Set exercise 1 ->
Answer these questions about the text on CAPTCHAs:
(a) On which mailing list does the discussion of CAPTCHAs come up?
(b) What two ways do professional spammers use to bypass CAPTCHAs?
(c) In a MediaWiki context, what do these CAPTCHAs mostly mean?

Text provided ->
"""

Some thoughts on this...

CAPTCHAs -- at least the traditional "type in the blurry letters" etc. -- are fundamentally broken. This is hardly a secret; basically every time this discussion is taking place on the wikitech-l mailing list, someone brings up this point. And rightfully so, if I may add. Professional spammers have their ways to bypass these CAPTCHAs, either via software or by hiring real humans from poor third-world countries to essentially do their dirty work for them. Not to mention that as a user, these CAPTCHAs are very annoying and it seems that (at least with certain CAPTCHAs) they catch more legitimate users than spambots. In a MediaWiki context, this mostly means the FancyCaptcha stuff. Alas, in a complex farm setup (such as ShoutWiki), these are basically the only scalable solution.

"""

Data ->
"""

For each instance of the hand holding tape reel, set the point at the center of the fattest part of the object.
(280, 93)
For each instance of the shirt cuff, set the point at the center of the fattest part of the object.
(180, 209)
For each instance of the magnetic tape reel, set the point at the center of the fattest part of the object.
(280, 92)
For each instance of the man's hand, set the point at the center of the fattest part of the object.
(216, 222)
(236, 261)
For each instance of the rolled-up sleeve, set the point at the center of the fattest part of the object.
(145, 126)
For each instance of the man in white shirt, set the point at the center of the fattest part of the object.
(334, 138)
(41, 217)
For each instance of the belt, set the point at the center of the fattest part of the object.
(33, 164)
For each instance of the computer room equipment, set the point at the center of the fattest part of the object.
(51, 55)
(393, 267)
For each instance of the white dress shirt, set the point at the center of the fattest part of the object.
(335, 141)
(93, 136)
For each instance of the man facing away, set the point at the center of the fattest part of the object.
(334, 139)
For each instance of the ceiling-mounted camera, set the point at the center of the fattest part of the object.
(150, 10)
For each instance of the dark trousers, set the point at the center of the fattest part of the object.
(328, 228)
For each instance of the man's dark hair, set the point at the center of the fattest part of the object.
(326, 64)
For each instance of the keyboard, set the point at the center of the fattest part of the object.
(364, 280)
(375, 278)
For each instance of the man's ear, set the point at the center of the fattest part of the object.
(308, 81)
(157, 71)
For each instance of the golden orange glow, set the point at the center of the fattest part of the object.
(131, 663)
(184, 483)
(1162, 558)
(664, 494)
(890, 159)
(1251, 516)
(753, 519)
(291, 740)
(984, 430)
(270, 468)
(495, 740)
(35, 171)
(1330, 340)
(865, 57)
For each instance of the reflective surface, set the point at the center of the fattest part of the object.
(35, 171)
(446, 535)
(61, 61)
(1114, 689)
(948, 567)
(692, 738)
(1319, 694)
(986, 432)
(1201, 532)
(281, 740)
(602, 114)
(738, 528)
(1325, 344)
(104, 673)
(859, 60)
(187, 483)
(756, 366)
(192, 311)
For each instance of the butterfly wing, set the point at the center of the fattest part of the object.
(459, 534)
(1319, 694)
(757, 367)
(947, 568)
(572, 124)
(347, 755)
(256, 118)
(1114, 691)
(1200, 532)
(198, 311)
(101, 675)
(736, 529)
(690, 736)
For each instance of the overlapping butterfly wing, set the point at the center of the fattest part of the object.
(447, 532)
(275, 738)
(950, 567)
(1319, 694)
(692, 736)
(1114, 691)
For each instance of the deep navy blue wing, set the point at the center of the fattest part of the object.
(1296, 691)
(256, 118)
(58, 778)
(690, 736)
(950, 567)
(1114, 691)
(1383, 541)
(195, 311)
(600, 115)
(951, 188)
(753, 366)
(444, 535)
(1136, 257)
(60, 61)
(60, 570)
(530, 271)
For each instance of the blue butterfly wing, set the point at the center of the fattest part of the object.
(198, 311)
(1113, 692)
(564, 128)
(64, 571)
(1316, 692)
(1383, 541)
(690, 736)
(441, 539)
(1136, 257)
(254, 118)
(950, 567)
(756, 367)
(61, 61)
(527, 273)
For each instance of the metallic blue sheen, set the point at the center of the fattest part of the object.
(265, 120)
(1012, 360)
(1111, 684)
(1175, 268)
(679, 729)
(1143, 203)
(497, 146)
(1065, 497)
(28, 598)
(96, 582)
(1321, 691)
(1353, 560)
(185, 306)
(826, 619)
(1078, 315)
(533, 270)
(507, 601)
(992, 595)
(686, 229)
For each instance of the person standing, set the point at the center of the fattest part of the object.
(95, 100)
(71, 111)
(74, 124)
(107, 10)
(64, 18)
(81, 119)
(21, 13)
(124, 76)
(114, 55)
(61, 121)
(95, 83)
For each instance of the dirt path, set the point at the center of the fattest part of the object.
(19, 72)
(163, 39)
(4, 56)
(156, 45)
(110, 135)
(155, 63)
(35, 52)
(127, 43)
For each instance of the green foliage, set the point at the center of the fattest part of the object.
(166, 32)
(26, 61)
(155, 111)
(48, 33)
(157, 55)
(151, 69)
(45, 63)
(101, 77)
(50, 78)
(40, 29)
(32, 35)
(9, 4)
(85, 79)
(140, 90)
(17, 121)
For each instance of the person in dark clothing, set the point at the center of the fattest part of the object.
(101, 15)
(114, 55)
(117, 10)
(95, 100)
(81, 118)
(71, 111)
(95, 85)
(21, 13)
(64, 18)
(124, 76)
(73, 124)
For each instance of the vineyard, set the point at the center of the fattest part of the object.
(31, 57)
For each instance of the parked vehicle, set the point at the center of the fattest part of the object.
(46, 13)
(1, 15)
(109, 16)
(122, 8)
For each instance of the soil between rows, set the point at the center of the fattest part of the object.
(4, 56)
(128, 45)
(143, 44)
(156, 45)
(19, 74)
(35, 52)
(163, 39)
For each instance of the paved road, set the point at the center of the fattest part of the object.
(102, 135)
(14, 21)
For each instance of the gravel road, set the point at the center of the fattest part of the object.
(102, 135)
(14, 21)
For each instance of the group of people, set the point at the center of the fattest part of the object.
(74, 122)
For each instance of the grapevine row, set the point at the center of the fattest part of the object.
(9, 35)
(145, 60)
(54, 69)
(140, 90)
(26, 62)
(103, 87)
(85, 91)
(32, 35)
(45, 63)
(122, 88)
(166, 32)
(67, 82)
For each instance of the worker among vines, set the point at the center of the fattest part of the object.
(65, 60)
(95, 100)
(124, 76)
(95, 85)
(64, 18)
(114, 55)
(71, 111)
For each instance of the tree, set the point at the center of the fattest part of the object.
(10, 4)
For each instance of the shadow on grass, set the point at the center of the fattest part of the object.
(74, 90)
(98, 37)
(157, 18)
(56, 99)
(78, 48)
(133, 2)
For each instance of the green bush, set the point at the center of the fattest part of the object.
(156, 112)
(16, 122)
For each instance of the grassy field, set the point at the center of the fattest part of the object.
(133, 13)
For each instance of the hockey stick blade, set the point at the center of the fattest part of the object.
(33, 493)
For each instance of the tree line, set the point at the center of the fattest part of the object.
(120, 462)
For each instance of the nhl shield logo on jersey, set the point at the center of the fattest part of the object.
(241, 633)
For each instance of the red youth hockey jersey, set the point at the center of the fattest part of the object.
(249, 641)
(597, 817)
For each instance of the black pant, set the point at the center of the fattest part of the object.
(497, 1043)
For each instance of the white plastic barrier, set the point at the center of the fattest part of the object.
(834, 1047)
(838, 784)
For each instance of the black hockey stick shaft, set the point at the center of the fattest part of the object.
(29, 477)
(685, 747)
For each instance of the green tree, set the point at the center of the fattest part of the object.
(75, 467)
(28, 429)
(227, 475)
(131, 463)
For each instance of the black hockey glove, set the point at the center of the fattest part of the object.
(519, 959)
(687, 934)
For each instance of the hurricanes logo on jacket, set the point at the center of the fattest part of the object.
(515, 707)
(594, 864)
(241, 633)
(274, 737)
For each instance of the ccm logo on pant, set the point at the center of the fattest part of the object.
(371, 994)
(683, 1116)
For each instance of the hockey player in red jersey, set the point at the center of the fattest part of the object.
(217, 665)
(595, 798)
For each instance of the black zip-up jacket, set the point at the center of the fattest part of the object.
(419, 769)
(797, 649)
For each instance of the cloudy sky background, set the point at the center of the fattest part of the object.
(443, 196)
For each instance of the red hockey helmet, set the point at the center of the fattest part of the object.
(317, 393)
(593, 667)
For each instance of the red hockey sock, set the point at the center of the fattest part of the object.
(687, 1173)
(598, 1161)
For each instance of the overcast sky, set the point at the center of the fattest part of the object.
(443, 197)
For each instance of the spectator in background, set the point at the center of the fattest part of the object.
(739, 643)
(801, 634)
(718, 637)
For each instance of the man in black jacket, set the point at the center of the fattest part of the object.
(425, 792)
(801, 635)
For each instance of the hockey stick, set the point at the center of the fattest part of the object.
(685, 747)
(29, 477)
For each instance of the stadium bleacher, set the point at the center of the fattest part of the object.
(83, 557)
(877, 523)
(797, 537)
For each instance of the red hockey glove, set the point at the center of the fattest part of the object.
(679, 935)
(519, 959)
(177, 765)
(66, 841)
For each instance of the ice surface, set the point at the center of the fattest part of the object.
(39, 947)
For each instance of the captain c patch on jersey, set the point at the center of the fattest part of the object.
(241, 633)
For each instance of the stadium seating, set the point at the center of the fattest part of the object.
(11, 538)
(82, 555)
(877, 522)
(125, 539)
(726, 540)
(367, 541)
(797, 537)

"""

Set exercise 2 -> Echo the lines of the listing from the line holding "For each instance of the red hockey helmet, set" through the end of the listing, inclusive.

Final answer 1 ->
(a) The wikitech-l mailing list.
(b) Software, or hiring real humans from poor third-world countries to do the work for them.
(c) The FancyCaptcha stuff.

Final answer 2 ->
For each instance of the red hockey helmet, set the point at the center of the fattest part of the object.
(317, 393)
(593, 667)
For each instance of the red hockey sock, set the point at the center of the fattest part of the object.
(687, 1173)
(598, 1161)
For each instance of the overcast sky, set the point at the center of the fattest part of the object.
(443, 197)
For each instance of the spectator in background, set the point at the center of the fattest part of the object.
(739, 643)
(801, 634)
(718, 637)
For each instance of the man in black jacket, set the point at the center of the fattest part of the object.
(425, 792)
(801, 635)
For each instance of the hockey stick, set the point at the center of the fattest part of the object.
(685, 747)
(29, 477)
For each instance of the stadium bleacher, set the point at the center of the fattest part of the object.
(83, 557)
(877, 523)
(797, 537)
For each instance of the red hockey glove, set the point at the center of the fattest part of the object.
(679, 935)
(519, 959)
(177, 765)
(66, 841)
For each instance of the ice surface, set the point at the center of the fattest part of the object.
(39, 947)
For each instance of the captain c patch on jersey, set the point at the center of the fattest part of the object.
(241, 633)
For each instance of the stadium seating, set the point at the center of the fattest part of the object.
(11, 538)
(82, 555)
(877, 522)
(125, 539)
(726, 540)
(367, 541)
(797, 537)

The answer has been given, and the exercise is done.